§ Excerpt to read
::::

Houston Texans owner Bob McNair confirmed what a lot of people thought; the owners look at black players as tools for their profit. Calling them "inmates" who are threatening to run the "prison" was a bad choice of words at best, and racist at worst. McNair showed his hand, and it read "these aren't players, these are moneymaking machines."
If McNair was so bold to say what he said in front of other owners, executives and two reporters, you know that he's not the only one who thinks this. These are billionaires who want to be bigger billionaires, and they only look at black NFL players as a tool to get there. Sure, when things are going well, there are smiles all around. But if any black player steps out of line and threatens to hurt the bottom line, they are traded or cut immediately.
NFL owners don't look at players as humans. They are looked at as investments.
In a world where opinions are increasingly polarizing, saying the NFL exploits players or there is a plantation mentality is a hyperbole at its finest. Players and owners have a symbiotic relationship that both parties take advantage of. Owners make money, and players become millionaires with a platform to help others and themselves. There is no exploitation when both sides are benefitting from the relationship.
Some of the highest paid athletes in the United States play in the NFL. Black players especially see some of the highest contracts because they also happen to be some of the best players in the league. Sure, they are making money for predominantly white owners, but they aren't getting slave wages.
Calling NFL players slaves is a disgusting comparison that insults people who are actually exploited, like sweatshop workers or actual slaves in the world. There is no exploitation here. Black players are treated fairly in this league.

::::

§ What you will do
1: Copy out the entries word for word, from the line containing "Task: indicate the rock with" through the line containing "<point>197,10</point>", including both of those lines.
2: Write what comes next in the piece on NFL owners, starting after its final sentence.
The piece on NFL owners has no connection to the entries that come after it.

::::

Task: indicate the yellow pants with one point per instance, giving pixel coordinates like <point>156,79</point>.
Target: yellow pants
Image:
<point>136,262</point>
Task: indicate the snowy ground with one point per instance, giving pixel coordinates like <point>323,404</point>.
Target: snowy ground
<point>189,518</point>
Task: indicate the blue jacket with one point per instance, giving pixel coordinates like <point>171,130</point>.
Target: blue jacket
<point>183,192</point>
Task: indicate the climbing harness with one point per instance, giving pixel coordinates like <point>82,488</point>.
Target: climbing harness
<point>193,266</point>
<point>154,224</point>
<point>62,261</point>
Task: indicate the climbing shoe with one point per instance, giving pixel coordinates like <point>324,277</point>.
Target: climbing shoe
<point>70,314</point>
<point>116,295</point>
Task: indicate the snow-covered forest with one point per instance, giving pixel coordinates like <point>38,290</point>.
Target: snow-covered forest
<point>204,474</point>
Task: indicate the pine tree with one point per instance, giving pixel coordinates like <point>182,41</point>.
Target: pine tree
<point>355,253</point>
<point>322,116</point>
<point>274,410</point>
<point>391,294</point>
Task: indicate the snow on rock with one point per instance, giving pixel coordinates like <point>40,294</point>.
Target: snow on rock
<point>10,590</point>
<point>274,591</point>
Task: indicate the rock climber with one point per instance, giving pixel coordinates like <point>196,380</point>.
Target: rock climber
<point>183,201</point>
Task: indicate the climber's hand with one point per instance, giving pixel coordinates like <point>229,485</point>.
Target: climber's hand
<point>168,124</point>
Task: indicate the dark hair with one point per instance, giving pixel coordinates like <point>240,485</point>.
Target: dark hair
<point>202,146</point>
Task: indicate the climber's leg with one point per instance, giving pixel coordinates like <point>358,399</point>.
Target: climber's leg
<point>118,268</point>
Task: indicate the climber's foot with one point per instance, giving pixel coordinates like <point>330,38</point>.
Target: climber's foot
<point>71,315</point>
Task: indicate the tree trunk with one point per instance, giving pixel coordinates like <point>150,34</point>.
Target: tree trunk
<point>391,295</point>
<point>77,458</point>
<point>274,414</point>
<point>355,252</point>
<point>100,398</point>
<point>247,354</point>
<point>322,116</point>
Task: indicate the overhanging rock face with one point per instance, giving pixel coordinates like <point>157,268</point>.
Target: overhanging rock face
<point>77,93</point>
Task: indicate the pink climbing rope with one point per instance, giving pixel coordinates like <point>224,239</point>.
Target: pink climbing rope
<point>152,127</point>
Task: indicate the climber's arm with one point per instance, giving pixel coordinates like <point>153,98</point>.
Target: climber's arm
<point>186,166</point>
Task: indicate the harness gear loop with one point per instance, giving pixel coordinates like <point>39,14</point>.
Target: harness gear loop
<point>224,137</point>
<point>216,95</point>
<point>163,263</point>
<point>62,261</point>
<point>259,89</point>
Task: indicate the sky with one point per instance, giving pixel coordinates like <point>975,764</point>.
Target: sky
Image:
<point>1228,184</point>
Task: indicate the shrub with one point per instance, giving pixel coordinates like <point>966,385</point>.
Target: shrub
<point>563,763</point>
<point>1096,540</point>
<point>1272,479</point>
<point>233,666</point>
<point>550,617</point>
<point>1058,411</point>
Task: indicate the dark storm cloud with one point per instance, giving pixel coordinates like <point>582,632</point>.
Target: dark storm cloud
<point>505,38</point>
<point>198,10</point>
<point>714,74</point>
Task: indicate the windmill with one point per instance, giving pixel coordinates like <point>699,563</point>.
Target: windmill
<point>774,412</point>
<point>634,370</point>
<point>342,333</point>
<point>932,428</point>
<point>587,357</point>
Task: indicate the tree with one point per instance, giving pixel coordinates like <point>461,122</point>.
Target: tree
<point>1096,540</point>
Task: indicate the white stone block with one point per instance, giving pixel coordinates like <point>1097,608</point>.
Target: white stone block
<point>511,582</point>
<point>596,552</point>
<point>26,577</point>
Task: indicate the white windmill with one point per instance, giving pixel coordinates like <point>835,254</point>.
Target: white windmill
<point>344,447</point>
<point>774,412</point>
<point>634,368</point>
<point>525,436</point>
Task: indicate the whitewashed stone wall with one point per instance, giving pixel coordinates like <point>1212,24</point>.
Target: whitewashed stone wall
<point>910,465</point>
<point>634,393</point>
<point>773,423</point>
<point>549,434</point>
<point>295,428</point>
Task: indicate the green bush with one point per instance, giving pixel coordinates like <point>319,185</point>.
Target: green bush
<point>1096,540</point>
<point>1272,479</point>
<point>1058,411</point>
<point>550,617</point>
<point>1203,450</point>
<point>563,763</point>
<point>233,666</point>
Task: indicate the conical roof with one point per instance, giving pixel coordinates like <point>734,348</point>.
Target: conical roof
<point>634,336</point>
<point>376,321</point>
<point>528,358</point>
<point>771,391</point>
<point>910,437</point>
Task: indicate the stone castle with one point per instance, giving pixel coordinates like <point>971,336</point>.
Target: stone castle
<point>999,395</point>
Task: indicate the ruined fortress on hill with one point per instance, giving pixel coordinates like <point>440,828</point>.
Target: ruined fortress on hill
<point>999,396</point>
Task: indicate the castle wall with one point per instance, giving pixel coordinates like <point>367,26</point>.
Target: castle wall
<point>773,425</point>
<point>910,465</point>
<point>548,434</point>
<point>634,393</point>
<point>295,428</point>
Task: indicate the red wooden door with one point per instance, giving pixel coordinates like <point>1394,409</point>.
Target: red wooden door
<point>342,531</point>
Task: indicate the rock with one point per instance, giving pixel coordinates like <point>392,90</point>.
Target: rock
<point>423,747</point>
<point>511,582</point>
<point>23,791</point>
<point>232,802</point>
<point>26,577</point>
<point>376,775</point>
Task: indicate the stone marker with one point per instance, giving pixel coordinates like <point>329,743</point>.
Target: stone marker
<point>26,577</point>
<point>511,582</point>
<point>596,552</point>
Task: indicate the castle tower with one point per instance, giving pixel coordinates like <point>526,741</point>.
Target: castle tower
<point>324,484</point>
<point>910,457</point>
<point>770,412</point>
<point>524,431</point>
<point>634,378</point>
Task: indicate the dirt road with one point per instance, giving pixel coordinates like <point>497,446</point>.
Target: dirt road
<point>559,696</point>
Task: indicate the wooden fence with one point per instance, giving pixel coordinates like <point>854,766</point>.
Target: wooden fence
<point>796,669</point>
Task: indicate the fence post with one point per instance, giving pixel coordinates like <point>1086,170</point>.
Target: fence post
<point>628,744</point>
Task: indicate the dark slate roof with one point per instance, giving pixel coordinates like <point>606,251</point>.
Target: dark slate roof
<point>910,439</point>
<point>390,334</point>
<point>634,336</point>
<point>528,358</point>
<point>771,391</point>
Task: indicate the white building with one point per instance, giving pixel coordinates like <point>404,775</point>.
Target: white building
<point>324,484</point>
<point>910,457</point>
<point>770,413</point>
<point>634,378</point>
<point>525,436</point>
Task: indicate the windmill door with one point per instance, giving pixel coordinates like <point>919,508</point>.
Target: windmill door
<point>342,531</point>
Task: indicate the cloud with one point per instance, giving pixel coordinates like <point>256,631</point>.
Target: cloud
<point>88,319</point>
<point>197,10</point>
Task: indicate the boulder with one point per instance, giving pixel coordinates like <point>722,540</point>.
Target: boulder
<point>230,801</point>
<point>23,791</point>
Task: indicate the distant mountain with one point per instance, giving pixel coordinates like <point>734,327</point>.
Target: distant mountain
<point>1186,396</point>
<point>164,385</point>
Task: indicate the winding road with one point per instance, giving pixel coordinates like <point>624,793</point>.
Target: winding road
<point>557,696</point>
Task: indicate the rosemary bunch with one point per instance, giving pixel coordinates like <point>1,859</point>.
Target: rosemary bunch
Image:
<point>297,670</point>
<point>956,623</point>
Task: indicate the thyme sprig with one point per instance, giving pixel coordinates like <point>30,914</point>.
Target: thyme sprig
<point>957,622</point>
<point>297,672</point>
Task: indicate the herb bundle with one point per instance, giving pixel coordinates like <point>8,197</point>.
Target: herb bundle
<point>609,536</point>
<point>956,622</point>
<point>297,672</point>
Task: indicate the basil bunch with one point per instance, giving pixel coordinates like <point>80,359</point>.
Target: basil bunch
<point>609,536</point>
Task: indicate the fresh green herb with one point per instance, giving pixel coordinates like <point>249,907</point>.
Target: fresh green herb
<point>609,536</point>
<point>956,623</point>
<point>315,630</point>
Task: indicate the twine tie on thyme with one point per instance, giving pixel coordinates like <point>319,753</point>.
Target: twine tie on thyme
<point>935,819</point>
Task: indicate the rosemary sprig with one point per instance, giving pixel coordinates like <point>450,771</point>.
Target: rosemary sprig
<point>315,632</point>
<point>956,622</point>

::::

§ Answers by task
1:
Task: indicate the rock with one point per instance, giving pixel coordinates like <point>392,90</point>.
Target: rock
<point>423,747</point>
<point>511,582</point>
<point>23,791</point>
<point>232,802</point>
<point>26,577</point>
<point>376,775</point>
Task: indicate the stone marker with one point per instance, giving pixel coordinates like <point>329,743</point>.
Target: stone marker
<point>26,577</point>
<point>511,582</point>
<point>596,552</point>
Task: indicate the castle tower with one point per instance, giving pixel coordinates like <point>526,741</point>.
Target: castle tower
<point>324,484</point>
<point>910,457</point>
<point>770,412</point>
<point>524,431</point>
<point>634,378</point>
Task: indicate the dirt road with one point per instance, giving pixel coordinates like <point>497,446</point>.
Target: dirt road
<point>559,696</point>
Task: indicate the wooden fence with one point per instance, giving pixel coordinates like <point>854,766</point>.
Target: wooden fence
<point>796,669</point>
Task: indicate the fence post with one point per instance, giving pixel coordinates like <point>1086,170</point>.
Target: fence post
<point>628,744</point>
Task: indicate the dark slate roof with one point per instance, giving pixel coordinates like <point>606,251</point>.
Target: dark slate roof
<point>910,439</point>
<point>390,334</point>
<point>634,336</point>
<point>528,358</point>
<point>771,391</point>
Task: indicate the white building with one point per instance, giving pixel coordinates like <point>404,775</point>.
Target: white building
<point>324,484</point>
<point>910,457</point>
<point>770,413</point>
<point>634,378</point>
<point>525,436</point>
Task: indicate the windmill door with one point per instance, giving pixel coordinates like <point>919,508</point>.
Target: windmill door
<point>342,531</point>
Task: indicate the cloud with one point per instance, giving pixel coordinates like <point>256,631</point>.
Target: cloud
<point>88,319</point>
<point>197,10</point>

2:
First, Jerry Jones supported his players' right to protest. Then, after some pressure, he turns around and says he will deactivate players who protest during the national anthem. That shows he doesn't respect his players on a human level, as Michael Wilbon outlined on Pardon the Interruption:
It just seems it was as phony as a three dollar bill. And the word that comes to my mind, and I don’t care who doesn’t like me using it, is "plantation." The players are here to serve me; they will do what I want no matter how much I pay them. They are not equal to me. That’s what this says to me and to mine.
The NFL has made a killing in terms of revenue. A majority black league generated over $13 billion for owners. Still, players are told they can't exercise their First Amendment rights, get paid the lowest average salary of all the major professional sports in the United States, and don't get equipment that protects their brains properly.
The NFL knew players were damaging their brains playing the sport. Instead of admitting fault and improving their player's health, the league attempted to cover up studies making the NFL look bad.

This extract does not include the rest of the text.